• [Exercise aim]
Where a line below holds the string "bush", count it; then give the total without any other words.

Photo-based referring expression data:
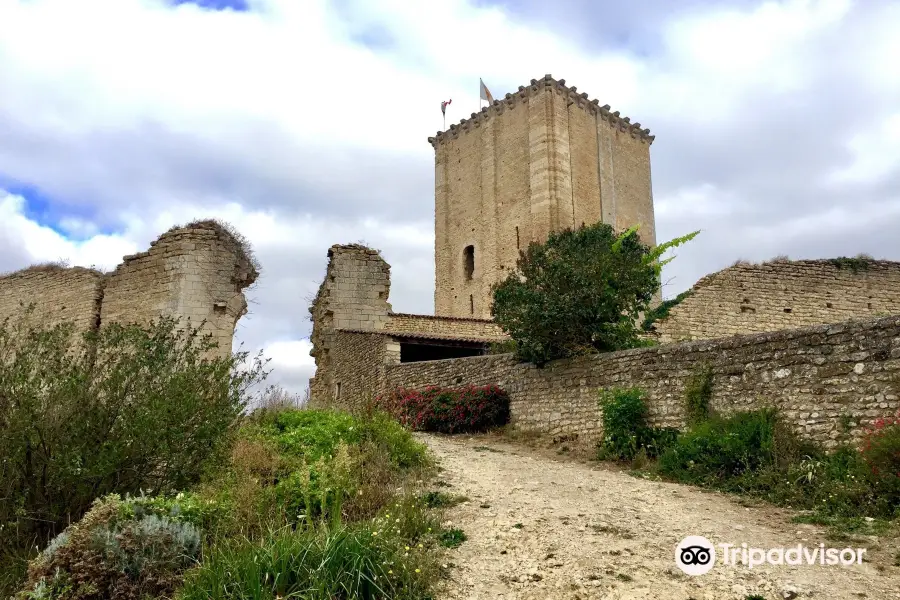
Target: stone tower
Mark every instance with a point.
(540, 160)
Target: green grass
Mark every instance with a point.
(453, 538)
(314, 505)
(360, 562)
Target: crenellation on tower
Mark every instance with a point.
(541, 159)
(523, 94)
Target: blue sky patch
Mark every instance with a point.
(45, 211)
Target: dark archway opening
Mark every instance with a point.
(469, 262)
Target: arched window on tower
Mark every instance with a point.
(469, 262)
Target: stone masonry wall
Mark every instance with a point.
(59, 295)
(474, 328)
(195, 272)
(752, 298)
(356, 371)
(353, 295)
(817, 375)
(543, 159)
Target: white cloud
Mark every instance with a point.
(43, 244)
(281, 121)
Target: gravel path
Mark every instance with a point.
(545, 528)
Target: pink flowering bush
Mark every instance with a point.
(881, 447)
(448, 410)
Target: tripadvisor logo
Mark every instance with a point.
(696, 555)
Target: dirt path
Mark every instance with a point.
(540, 528)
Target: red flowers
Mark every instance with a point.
(446, 410)
(881, 446)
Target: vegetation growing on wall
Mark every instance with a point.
(581, 291)
(662, 311)
(124, 409)
(448, 410)
(626, 432)
(758, 453)
(129, 463)
(855, 264)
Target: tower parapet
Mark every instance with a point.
(592, 107)
(543, 159)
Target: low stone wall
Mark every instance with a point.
(818, 376)
(781, 294)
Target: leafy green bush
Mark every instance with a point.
(662, 311)
(121, 410)
(625, 428)
(109, 554)
(725, 448)
(301, 466)
(581, 291)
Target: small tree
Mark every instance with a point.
(122, 410)
(581, 291)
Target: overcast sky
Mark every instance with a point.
(304, 124)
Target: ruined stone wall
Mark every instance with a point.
(541, 160)
(59, 295)
(474, 328)
(195, 272)
(817, 375)
(751, 298)
(356, 371)
(353, 295)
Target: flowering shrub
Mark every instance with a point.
(881, 447)
(447, 410)
(114, 553)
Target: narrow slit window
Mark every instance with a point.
(469, 262)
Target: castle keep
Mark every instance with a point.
(813, 337)
(545, 158)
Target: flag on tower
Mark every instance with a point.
(485, 93)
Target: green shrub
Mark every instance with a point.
(581, 291)
(122, 410)
(625, 429)
(300, 466)
(448, 410)
(662, 310)
(722, 448)
(318, 491)
(110, 555)
(453, 538)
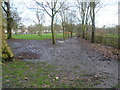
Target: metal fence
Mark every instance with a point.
(110, 41)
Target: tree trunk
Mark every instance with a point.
(9, 33)
(118, 36)
(63, 31)
(83, 30)
(93, 23)
(52, 30)
(6, 54)
(71, 34)
(86, 31)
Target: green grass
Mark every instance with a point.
(23, 74)
(36, 36)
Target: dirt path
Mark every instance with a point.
(74, 58)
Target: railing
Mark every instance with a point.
(110, 41)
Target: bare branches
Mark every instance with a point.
(42, 6)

• [Written answer]
2